Traditionele gerechten, borduurwerk, archeologie… De culturele strijd neemt een ereplaats in binnen het politiek zionisme. Het is een essentieel instrument voor Israël om zijn exclusieve recht op het land aan te tonen en het helpt bij het creëren van een nationaal verhaal, ongeacht de historische waarheid. Afgezien van de territoriale dimensie vechten de Palestijnen voor het voortbestaan van hun identiteit.
Op een vlucht van de Britse luchtvaartmaatschappij Virgin Atlantic, eind 2017, veroorzaakte de naam van een voorgerecht op het menu van de nieuwe maaltijd aan boord controverse. De “Palestinian Couscous Salad”, een verwijzing naar maftoul, een traditionele couscous uit het Midden-Oosten die populair is in de regio, was volgens een korte samenvatting bedoeld om “zich te laten inspireren door de smaken van Palestina”. Maar een ontevreden passagier postte een foto van de hors d’oeuvres op sociale netwerken en beschuldigde de luchtvaartmaatschappij en haar personeel ervan “sympathisanten van terroristen” te zijn. De afbeelding, doorgegeven door pro-Israëlische organisaties, verspreidde zich over het web en wekte de woede van veel internetgebruikers. Sommigen beweerden zelfs dat het om een “Joodse” of “Israëlische” salade ging. Onder druk verontschuldigde de luchtvaartmaatschappij zich officieel voor het “beledigen van [haar] klanten”. Vervolgens verwijderde ze de woorden “Palestijns” en “Palestina” uit de naam en de beschrijving op haar menukaarten.1
Palestijnse toeristengidsen, wier beroep tussen 1967 en 1994 door Israël werd verboden, krijgen zeer spaarzaam reisvergunningen.

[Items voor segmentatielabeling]
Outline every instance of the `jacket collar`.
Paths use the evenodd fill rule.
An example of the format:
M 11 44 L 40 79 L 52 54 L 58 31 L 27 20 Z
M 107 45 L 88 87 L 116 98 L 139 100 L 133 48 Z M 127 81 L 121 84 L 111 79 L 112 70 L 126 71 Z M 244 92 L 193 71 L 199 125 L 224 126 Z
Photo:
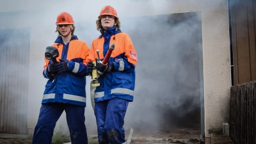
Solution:
M 73 36 L 71 37 L 70 41 L 73 40 L 78 40 L 78 38 L 76 35 L 73 35 Z M 62 41 L 62 38 L 61 36 L 59 36 L 57 39 L 55 40 L 54 43 L 60 43 L 61 44 L 63 44 L 63 42 Z
M 99 38 L 101 37 L 109 37 L 113 35 L 116 35 L 116 33 L 120 33 L 121 30 L 116 28 L 116 26 L 113 26 L 112 28 L 108 28 L 107 29 L 100 29 L 100 32 L 101 35 L 99 36 Z

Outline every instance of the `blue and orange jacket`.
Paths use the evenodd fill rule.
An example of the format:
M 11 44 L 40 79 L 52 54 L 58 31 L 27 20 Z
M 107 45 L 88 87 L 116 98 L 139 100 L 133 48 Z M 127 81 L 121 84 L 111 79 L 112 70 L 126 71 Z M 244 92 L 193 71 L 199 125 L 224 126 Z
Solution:
M 100 32 L 102 35 L 92 42 L 88 61 L 97 61 L 97 50 L 102 61 L 110 45 L 115 43 L 109 60 L 109 63 L 113 62 L 115 70 L 98 78 L 100 86 L 91 87 L 91 97 L 94 97 L 94 102 L 115 97 L 133 101 L 138 59 L 130 36 L 116 26 Z
M 48 65 L 52 63 L 45 58 L 44 76 L 49 79 L 44 92 L 42 104 L 61 102 L 86 106 L 85 76 L 87 72 L 86 61 L 90 53 L 87 44 L 73 36 L 71 40 L 65 45 L 60 36 L 52 46 L 59 51 L 56 58 L 68 61 L 67 72 L 55 76 L 48 73 Z

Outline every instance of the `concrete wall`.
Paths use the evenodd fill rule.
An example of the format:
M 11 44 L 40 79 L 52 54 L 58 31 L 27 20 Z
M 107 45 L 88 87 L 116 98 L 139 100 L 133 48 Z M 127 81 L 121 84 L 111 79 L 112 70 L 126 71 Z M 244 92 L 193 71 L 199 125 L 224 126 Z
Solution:
M 161 1 L 4 1 L 0 12 L 6 13 L 0 20 L 0 29 L 31 28 L 29 81 L 28 127 L 37 120 L 42 93 L 46 79 L 42 76 L 45 45 L 53 44 L 56 15 L 68 11 L 75 21 L 88 20 L 95 24 L 100 10 L 113 6 L 120 17 L 201 12 L 204 53 L 205 131 L 218 131 L 228 122 L 230 82 L 228 6 L 227 0 Z M 15 15 L 12 13 L 15 13 Z M 17 13 L 20 14 L 17 14 Z M 92 38 L 99 35 L 92 29 Z M 89 31 L 90 32 L 90 31 Z M 90 40 L 84 40 L 90 46 Z M 86 90 L 88 90 L 88 84 Z M 90 95 L 87 92 L 88 95 Z M 89 99 L 88 99 L 88 101 Z M 88 102 L 90 103 L 90 102 Z M 88 106 L 90 107 L 90 106 Z M 89 109 L 88 111 L 91 111 Z

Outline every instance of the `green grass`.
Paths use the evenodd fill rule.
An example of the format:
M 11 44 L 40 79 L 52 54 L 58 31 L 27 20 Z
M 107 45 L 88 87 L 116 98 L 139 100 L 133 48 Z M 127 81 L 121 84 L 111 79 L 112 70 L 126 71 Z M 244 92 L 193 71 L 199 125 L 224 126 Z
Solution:
M 60 131 L 56 131 L 54 133 L 52 140 L 52 144 L 63 144 L 70 142 L 69 136 L 62 135 Z
M 99 144 L 99 143 L 98 143 L 98 141 L 88 141 L 88 144 Z
M 70 142 L 70 137 L 67 135 L 63 135 L 60 131 L 55 131 L 52 140 L 52 144 L 63 144 Z M 88 144 L 99 144 L 97 141 L 88 141 Z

**WAT JE DOET**.
a – Beantwoord deze vragen over de tekst over de culturele strijd:
(i) Waarvoor vechten de Palestijnen volgens de tekst, afgezien van de territoriale dimensie?
(ii) Hoe heette het voorgerecht op het menu van Virgin Atlantic?
(iii) Tussen welke jaren was het beroep van Palestijnse toeristengids door Israël verboden?
b – Geef uit de tekst over de culturele strijd het stuk van "Traditionele gerechten, borduurwerk, archeologie…" tot en met "van hun identiteit." woord voor woord weer.

**UITKOMSTEN OEFENING**.
a –
(i) Voor het voortbestaan van hun identiteit.
(ii) "Palestinian Couscous Salad".
(iii) Tussen 1967 en 1994.

b –
Traditionele gerechten, borduurwerk, archeologie… De culturele strijd neemt een ereplaats in binnen het politiek zionisme. Het is een essentieel instrument voor Israël om zijn exclusieve recht op het land aan te tonen en het helpt bij het creëren van een nationaal verhaal, ongeacht de historische waarheid. Afgezien van de territoriale dimensie vechten de Palestijnen voor het voortbestaan van hun identiteit.